• **Your tasks**:
1. Quote the reviews word for word from "The moments of" through "it quite suspenseful.".
2. According to the reviews, what do the crew of the Nathan James use to replicate the radar signature of a ship?
3. Summarize the reviews in two sentences.

• **Source passage**:
— START —
Give me a break. I can understand fudging naval protocol to some degree to heighten the drama but you have to at least maintain the main antagonist in this story--the plague itself.
The Last Ship: Dead Reckoning (2014)
tasic from Thailand is absolutely right
This show has a great premise, strong, suspenseful story lines and some likable, layered characters. Admittedly, I'm a sucker for apocalyptic plague thrillers.
But after watching the first season, I have to say that almost every episode is sabotaged by one or two moments of complete unbelievability--either in the behavior of the characters or the workings of a naval warship (and I'm no authority on naval procedures, but I can rub two thoughts together).
In addition to the ridiculous moments tasic described (which I also noticed as I was watching the show) there was the moment where the crew of the Nathan James use about ten feet of Reynolds Wrap and a couple of light stands to replicate the radar signature of a ship that must be at least 200 feet long and four stories tall, and another where they try to convince us that a Soviet destroyer doesn't have the capability to detect when another ship floating within view has started or stopped its engines through hydrophones.
In another episode, a small team of commandos is able to infiltrate a Russian warship (who are expecting them to arrive) and sneak through half its length without encountering a single Russian sailor. It was pretty ludicrous.
It's a pity, because these moments just take you out of what could be a very good series and make you say, "Oh, come on. Do you really expect me to believe this?"
The Finest Hours (2016)
The moments of high suspense work, troughs between the waves not so much
The main story worked well. The action scenes and effects were great. I found it quite suspenseful.
The attempts to wring every last bit of emotion out of the quieter character moments were sometimes forced and made me want to shout at the screen, "So get on with it!"--Like the moment when all the freighter crew are aboard the rescue vessel and Casey Afleck is asking Chris Pine if he knows the way back to shore and Pine's explaining to him, "Well the wind was coming from my left on the way out, so I figure if I keep it to my right I'll be heading back in and if we just look out for some lights. . . " Which seems like a reasonable enough plan. However, in the meantime, some of these men have actually fallen overboard and must be dying of hypothermia but Captain Pine stands there brooding over the helm with the boat's motor idling, discussing his plan instead of JUST GETTING ON WITH IT. You can talk and drive at the same time, right Chris . . ? Same with a lot of scenes with fishermen huddled over coffee mugs telling us how dangerous it is to be out there on the water on a night like this instead of just getting the camera out there and showing it (which eventually the movie does; it just takes its sweet time about it).
— END —
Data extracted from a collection
— START —
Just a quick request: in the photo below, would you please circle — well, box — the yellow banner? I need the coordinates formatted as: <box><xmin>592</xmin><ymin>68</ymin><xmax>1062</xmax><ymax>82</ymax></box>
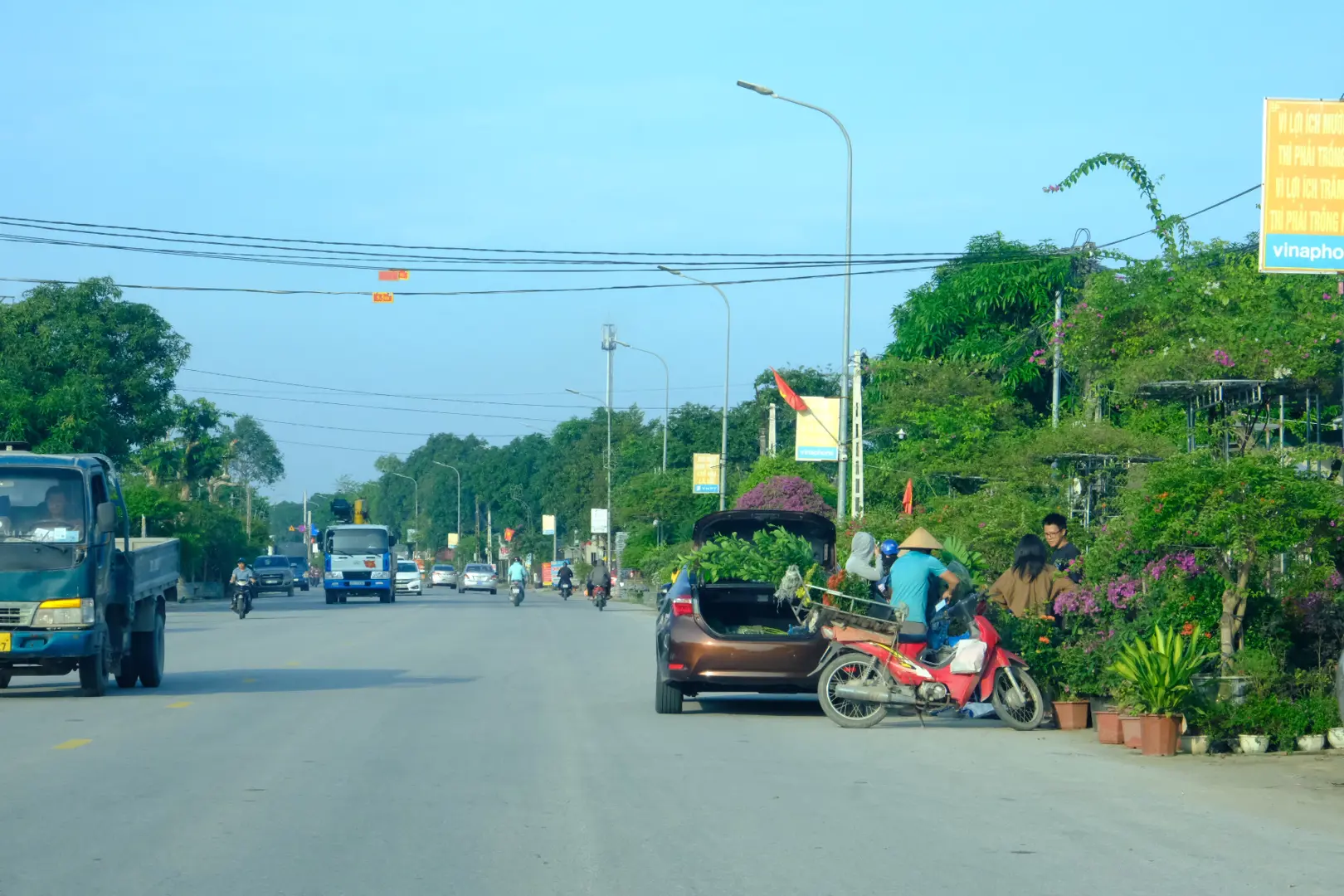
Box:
<box><xmin>1261</xmin><ymin>100</ymin><xmax>1344</xmax><ymax>274</ymax></box>
<box><xmin>793</xmin><ymin>395</ymin><xmax>840</xmax><ymax>460</ymax></box>
<box><xmin>691</xmin><ymin>454</ymin><xmax>719</xmax><ymax>494</ymax></box>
— END —
• **Solutions below**:
1.
The moments of high suspense work, troughs between the waves not so much
The main story worked well. The action scenes and effects were great. I found it quite suspenseful.

2. About ten feet of Reynolds Wrap and a couple of light stands.

3. The review of The Last Ship: Dead Reckoning praises its premise, suspenseful story lines and likable characters, but says almost every first-season episode is sabotaged by unbelievable moments in character behavior or in how a naval warship works. The review of The Finest Hours finds the main story, action scenes and effects great and suspenseful, but calls the attempts to wring emotion out of quieter character moments sometimes forced.